**** INPUT FOR THIS TASK
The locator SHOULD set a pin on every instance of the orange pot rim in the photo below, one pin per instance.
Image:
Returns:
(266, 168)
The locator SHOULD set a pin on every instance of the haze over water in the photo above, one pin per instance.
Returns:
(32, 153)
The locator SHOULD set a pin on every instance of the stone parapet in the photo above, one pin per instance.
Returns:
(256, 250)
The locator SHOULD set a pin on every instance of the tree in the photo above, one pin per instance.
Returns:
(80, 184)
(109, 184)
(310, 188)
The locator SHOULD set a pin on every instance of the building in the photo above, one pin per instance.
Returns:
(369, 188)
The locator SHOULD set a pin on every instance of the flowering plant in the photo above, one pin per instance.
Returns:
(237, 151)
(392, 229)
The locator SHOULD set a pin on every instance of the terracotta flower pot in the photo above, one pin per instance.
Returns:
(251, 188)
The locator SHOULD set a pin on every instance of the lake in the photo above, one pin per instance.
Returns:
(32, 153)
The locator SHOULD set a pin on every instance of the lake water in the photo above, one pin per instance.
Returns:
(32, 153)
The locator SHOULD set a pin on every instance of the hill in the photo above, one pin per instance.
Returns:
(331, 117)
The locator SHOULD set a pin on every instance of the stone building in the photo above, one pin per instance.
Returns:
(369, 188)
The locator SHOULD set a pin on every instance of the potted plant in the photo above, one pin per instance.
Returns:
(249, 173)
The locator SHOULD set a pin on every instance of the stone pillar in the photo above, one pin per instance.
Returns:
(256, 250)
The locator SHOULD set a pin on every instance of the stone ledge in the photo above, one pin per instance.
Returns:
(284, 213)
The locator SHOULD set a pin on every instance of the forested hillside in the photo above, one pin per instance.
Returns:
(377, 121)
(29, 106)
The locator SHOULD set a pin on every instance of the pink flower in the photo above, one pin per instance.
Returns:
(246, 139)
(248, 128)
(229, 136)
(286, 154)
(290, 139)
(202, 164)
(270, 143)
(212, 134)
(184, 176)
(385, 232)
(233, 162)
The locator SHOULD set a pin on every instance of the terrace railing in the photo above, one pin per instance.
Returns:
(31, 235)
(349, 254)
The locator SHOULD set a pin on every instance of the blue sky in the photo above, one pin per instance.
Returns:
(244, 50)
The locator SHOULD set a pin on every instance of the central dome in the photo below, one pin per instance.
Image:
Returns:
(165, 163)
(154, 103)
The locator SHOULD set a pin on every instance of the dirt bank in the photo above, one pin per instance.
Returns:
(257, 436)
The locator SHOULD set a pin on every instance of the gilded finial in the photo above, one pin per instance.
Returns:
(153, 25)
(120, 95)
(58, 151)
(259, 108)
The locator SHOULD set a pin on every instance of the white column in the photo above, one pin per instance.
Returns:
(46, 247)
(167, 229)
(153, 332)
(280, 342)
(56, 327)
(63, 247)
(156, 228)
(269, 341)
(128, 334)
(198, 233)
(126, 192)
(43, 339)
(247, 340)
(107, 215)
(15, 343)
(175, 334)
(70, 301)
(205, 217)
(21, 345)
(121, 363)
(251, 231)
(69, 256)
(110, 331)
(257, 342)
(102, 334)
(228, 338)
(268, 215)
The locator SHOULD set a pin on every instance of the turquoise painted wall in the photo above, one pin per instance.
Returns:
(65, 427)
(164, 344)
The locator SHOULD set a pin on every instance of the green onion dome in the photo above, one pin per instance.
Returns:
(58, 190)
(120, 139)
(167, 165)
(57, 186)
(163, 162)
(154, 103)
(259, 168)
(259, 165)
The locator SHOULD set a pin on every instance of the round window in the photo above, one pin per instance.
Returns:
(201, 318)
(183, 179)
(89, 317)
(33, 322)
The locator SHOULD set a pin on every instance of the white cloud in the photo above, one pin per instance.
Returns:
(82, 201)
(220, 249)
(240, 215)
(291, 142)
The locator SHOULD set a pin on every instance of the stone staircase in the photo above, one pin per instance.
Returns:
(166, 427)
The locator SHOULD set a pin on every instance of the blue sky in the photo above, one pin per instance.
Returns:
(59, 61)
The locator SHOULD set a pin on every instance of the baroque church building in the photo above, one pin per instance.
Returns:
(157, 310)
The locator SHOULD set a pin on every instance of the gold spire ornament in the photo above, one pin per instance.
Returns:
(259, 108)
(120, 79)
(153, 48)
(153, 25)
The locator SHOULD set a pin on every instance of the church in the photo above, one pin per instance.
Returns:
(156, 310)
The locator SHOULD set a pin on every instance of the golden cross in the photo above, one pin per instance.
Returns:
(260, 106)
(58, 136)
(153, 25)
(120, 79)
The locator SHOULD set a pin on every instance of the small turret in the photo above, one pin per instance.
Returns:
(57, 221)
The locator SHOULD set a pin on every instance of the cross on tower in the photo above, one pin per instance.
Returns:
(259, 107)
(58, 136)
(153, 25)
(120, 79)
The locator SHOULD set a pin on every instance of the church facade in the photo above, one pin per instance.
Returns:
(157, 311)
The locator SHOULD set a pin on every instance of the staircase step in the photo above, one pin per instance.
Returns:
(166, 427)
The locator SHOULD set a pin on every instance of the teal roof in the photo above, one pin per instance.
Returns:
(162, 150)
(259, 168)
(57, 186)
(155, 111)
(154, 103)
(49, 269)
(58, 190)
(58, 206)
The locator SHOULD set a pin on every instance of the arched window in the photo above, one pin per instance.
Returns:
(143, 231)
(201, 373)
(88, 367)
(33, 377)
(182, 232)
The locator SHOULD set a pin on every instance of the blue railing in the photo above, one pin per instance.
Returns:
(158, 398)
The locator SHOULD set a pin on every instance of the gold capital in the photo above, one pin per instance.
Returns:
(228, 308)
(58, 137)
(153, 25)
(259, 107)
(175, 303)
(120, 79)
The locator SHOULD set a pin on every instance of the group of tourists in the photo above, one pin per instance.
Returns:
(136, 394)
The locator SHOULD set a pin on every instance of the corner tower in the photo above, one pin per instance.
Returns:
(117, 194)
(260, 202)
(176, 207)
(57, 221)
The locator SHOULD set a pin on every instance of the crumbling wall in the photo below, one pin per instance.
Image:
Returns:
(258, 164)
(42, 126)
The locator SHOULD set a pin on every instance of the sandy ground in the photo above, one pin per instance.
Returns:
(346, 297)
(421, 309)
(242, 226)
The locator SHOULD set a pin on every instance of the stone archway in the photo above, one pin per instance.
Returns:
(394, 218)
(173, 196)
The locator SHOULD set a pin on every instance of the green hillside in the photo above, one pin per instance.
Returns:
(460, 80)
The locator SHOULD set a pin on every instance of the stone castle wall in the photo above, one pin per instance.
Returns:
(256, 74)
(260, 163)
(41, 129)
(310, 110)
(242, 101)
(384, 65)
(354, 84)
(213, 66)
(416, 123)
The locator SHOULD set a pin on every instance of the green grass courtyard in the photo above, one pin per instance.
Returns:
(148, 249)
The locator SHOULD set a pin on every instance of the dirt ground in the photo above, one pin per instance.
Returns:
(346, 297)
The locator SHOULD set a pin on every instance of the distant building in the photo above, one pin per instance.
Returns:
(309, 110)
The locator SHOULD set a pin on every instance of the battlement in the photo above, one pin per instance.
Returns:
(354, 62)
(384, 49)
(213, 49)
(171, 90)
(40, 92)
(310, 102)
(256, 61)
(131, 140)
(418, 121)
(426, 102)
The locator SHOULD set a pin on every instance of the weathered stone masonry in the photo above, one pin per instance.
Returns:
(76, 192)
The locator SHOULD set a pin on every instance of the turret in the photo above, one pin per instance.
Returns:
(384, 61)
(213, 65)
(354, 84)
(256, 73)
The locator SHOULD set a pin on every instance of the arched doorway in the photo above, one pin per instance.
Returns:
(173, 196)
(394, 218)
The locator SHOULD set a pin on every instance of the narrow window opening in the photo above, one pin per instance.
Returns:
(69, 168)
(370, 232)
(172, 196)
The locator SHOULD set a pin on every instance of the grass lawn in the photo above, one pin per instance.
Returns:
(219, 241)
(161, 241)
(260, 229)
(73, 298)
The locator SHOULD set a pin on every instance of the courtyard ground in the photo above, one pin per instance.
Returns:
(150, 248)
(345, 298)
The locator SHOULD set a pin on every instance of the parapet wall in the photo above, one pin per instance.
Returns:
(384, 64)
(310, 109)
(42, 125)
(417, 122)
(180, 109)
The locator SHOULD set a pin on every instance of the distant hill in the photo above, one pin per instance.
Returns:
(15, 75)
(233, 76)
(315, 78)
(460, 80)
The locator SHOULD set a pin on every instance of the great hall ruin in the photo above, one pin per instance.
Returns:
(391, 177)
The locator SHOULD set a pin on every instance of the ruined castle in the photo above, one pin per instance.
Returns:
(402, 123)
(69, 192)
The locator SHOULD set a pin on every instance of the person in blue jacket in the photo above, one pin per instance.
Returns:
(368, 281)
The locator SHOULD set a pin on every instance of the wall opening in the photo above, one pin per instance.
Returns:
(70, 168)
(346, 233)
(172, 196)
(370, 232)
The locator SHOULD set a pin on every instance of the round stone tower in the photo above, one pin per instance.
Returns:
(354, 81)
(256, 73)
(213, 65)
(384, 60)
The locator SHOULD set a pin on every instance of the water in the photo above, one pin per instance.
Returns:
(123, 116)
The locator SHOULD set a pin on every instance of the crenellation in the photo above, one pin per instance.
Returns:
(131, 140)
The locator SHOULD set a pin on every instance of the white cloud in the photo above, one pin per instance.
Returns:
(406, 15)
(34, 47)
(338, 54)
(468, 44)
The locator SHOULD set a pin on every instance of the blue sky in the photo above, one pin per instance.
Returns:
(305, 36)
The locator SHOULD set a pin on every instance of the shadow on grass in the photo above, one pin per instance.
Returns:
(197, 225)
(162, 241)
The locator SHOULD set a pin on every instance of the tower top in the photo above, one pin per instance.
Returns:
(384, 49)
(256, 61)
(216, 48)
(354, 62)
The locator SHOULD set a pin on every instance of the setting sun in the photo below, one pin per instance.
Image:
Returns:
********
WHAT TO DO.
Pull out every line of the records that includes the string "staircase".

ANSWER AREA.
The locator SHOULD set a pin on every instance of the stone staircase in the photo above, one pin per instance.
The locator SHOULD set a pin on every instance of the staircase step in the photo above, one pin per instance.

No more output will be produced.